Change every "Wanted:" in the listing below to "Required:", and write out the whole listing again with nothing else altered.
[start The input]
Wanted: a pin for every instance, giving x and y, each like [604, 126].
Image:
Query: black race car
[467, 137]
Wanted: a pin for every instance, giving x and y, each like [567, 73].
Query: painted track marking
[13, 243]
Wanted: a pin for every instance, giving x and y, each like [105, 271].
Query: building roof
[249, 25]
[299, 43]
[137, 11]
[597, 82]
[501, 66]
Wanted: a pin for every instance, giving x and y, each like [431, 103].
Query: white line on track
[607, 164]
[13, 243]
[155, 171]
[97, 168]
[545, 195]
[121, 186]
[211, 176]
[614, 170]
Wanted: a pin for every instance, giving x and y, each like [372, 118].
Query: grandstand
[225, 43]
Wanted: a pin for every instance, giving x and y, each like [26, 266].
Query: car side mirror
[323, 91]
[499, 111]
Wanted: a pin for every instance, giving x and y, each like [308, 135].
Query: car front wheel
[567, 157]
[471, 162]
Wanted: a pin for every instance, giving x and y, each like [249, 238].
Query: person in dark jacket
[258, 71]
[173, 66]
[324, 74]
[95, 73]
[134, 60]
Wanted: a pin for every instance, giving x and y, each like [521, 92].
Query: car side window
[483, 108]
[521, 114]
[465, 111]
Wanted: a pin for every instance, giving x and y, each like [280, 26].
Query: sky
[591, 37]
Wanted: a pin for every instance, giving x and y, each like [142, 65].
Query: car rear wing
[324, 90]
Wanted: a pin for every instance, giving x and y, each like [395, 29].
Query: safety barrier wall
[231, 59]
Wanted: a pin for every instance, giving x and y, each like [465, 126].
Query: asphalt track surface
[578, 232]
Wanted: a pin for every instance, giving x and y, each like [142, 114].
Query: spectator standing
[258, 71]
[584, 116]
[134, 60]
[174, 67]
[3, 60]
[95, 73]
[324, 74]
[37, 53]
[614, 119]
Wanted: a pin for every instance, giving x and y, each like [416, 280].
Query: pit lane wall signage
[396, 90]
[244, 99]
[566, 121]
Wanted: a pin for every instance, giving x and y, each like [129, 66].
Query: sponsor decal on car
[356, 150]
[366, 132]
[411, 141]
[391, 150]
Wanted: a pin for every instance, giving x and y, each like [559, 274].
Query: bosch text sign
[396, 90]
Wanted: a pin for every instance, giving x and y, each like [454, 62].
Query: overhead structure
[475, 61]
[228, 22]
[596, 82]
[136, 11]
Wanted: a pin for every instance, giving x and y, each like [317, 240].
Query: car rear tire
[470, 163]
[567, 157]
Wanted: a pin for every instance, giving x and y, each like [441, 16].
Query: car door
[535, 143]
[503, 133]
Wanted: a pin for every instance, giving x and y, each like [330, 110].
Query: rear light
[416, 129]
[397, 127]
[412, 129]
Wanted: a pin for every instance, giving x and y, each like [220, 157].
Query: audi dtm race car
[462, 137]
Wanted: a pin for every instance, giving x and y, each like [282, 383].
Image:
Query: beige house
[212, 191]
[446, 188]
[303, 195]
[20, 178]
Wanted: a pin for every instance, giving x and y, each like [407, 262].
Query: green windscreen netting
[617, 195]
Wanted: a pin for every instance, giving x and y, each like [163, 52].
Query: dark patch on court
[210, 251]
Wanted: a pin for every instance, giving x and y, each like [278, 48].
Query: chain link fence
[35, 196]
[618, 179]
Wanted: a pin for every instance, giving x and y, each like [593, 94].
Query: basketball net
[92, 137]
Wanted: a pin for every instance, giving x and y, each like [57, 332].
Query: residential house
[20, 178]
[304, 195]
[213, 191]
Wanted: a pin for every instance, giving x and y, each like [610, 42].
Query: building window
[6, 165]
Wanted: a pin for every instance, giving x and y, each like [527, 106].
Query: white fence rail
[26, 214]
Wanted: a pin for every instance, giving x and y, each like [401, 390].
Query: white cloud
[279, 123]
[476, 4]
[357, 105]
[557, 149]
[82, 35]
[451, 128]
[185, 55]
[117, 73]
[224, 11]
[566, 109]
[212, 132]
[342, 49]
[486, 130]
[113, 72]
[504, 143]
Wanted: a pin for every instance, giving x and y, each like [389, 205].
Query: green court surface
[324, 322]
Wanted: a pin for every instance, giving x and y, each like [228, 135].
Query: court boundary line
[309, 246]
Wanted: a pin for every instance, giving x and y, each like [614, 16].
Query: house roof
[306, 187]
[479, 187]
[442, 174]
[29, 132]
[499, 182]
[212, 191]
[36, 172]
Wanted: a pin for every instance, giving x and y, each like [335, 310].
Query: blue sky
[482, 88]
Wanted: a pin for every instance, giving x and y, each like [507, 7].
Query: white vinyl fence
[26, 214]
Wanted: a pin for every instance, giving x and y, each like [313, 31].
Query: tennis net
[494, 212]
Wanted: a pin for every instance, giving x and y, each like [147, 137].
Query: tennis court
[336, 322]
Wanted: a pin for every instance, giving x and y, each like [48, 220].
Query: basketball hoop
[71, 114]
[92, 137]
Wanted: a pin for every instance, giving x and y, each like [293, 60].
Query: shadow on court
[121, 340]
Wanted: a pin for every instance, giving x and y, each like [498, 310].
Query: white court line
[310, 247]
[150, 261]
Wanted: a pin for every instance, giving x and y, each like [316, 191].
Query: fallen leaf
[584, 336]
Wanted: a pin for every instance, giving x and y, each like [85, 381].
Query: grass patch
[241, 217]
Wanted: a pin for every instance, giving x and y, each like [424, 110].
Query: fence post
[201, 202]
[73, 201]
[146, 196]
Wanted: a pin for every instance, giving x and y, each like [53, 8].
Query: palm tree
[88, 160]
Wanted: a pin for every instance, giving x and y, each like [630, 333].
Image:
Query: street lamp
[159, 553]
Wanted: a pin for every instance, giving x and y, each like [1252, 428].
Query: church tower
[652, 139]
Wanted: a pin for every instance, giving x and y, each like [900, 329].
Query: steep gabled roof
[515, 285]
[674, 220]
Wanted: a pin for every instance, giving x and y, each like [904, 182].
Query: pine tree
[end The input]
**Response for this exercise:**
Required: a pin for every instance, giving x and y, each like [604, 126].
Image:
Query: black race car
[467, 137]
Required: a pin for every instance, giving x and y, each like [567, 73].
Query: painted track marking
[13, 243]
Required: a pin for every instance, giving x and y, each like [105, 271].
Query: building roof
[249, 25]
[299, 43]
[137, 11]
[597, 82]
[501, 66]
Required: a pin for every instance, giving x and y, each like [431, 103].
Query: white line on track
[607, 164]
[13, 243]
[155, 171]
[97, 168]
[545, 195]
[121, 186]
[211, 176]
[614, 170]
Required: a pin for every instance, giving x and y, each like [372, 118].
Query: grandstand
[225, 43]
Required: a pin for every instance, giving x and y, each like [26, 266].
Query: car side mirror
[323, 91]
[499, 111]
Required: a pin for every instance, giving x and y, each like [308, 135].
Query: car front wheel
[567, 157]
[471, 162]
Required: a pin for every instance, giving x and y, each like [249, 238].
Query: person in dark jacket
[258, 71]
[173, 66]
[324, 74]
[95, 73]
[134, 60]
Required: a pin for every instance, giving x and y, each like [521, 92].
Query: car side window
[483, 108]
[521, 114]
[465, 111]
Required: a pin for every instance, giving x and y, each like [280, 26].
Query: sky
[591, 37]
Required: a pin for every instance, giving x and y, each like [142, 65].
Query: car rear wing
[324, 90]
Required: a pin for every instance, giving x and y, each like [395, 29].
Query: safety barrier wall
[231, 59]
Required: a pin for every instance, giving x and y, each like [465, 126].
Query: asphalt track surface
[578, 232]
Required: a pin for every instance, giving x and y, each like [142, 114].
Query: spectator standing
[258, 71]
[584, 116]
[134, 60]
[174, 67]
[3, 60]
[95, 73]
[324, 74]
[37, 53]
[614, 119]
Required: a pin for every instance, giving x and y, each like [416, 280].
Query: pit lane wall signage
[396, 90]
[244, 99]
[566, 121]
Required: a pin for every instance, giving x and y, each like [129, 66].
Query: sponsor decal on car
[356, 150]
[366, 132]
[411, 141]
[391, 150]
Required: a pin for every instance, giving x and y, each like [559, 274].
Query: bosch text sign
[396, 90]
Required: a pin for every instance, giving x and y, each like [454, 62].
Query: overhead structure
[475, 61]
[228, 22]
[596, 82]
[136, 11]
Required: a pin for every instance, giving x and y, each like [317, 240].
Query: car rear tire
[470, 163]
[567, 157]
Required: a pin for every instance, giving x and y, each like [441, 16].
Query: car door
[535, 143]
[503, 133]
Required: a pin for every instance, giving x and y, each like [330, 110].
Query: rear light
[416, 129]
[397, 127]
[412, 129]
Required: a pin for every instance, giving x and y, each like [220, 157].
Query: audi dtm race car
[462, 137]
Required: a pin for every instance, giving x and y, each like [282, 383].
Image:
Query: beige house
[212, 191]
[446, 188]
[303, 195]
[20, 178]
Required: a pin for every instance, giving x and y, each like [407, 262].
Query: green windscreen netting
[617, 195]
Required: a pin for every instance, giving x and y, each like [163, 52].
Query: dark patch on court
[210, 251]
Required: a pin for every instance, giving x and y, each like [278, 48].
Query: chain link fence
[35, 196]
[618, 179]
Required: a pin for every instance, giving x and y, each like [593, 94].
Query: basketball net
[92, 137]
Required: a pin for every instance, giving x and y, each like [57, 332].
Query: residential house
[20, 178]
[304, 195]
[213, 191]
Required: a pin for every instance, giving x and y, each like [610, 42].
Query: building window
[6, 165]
Required: a pin for every instance, giving x and y, each like [527, 106].
Query: white fence rail
[26, 214]
Required: a pin for every instance, giving x and y, each like [401, 390].
Query: white cloud
[279, 123]
[476, 4]
[357, 105]
[557, 149]
[82, 35]
[451, 128]
[185, 55]
[117, 73]
[224, 11]
[566, 109]
[212, 132]
[342, 49]
[486, 130]
[113, 72]
[504, 143]
Required: a pin for every instance, giving x and y, each like [389, 205].
Query: green court surface
[324, 322]
Required: a pin for every instance, giving x and y, each like [228, 135].
Query: court boundary line
[309, 246]
Required: a pin for every instance, giving x and y, each like [614, 16].
Query: house roof
[306, 187]
[479, 187]
[442, 174]
[29, 132]
[499, 182]
[212, 191]
[36, 172]
Required: a pin for every instance, giving x and y, each like [335, 310].
Query: blue sky
[482, 88]
Required: a pin for every instance, giving x and y, each like [507, 7].
Query: white vinyl fence
[26, 214]
Required: a pin for every instance, giving x and y, each like [313, 31].
Query: tennis net
[494, 212]
Required: a pin for every instance, giving x and y, each like [147, 137].
Query: tennis court
[336, 322]
Required: a pin for every instance, giving x and y, each like [48, 220].
Query: basketball hoop
[71, 114]
[92, 137]
Required: a pin for every instance, giving x and y, each like [293, 60].
Query: shadow on court
[121, 340]
Required: a pin for every instance, giving x and y, each like [498, 310].
Query: white court line
[310, 247]
[150, 261]
Required: a pin for every instance, giving x and y, each like [316, 191].
Query: fallen leaf
[584, 336]
Required: a pin for every instance, giving x and y, each like [85, 381].
Query: grass patch
[241, 217]
Required: a pin for every instance, giving x and y, each like [424, 110].
Query: fence post
[201, 202]
[73, 201]
[146, 196]
Required: a pin for every instance, giving x and y, each like [53, 8].
Query: palm tree
[88, 160]
Required: a pin for every instance, giving x and y, each like [630, 333].
Image:
Query: street lamp
[159, 553]
Required: a pin for every instance, giving x and y, each like [1252, 428].
Query: church tower
[652, 139]
Required: a pin for every instance, giving x and y, each like [900, 329].
Query: steep gabled roof
[515, 285]
[674, 220]
Required: a pin for every instance, giving x and y, each like [904, 182].
Query: pine tree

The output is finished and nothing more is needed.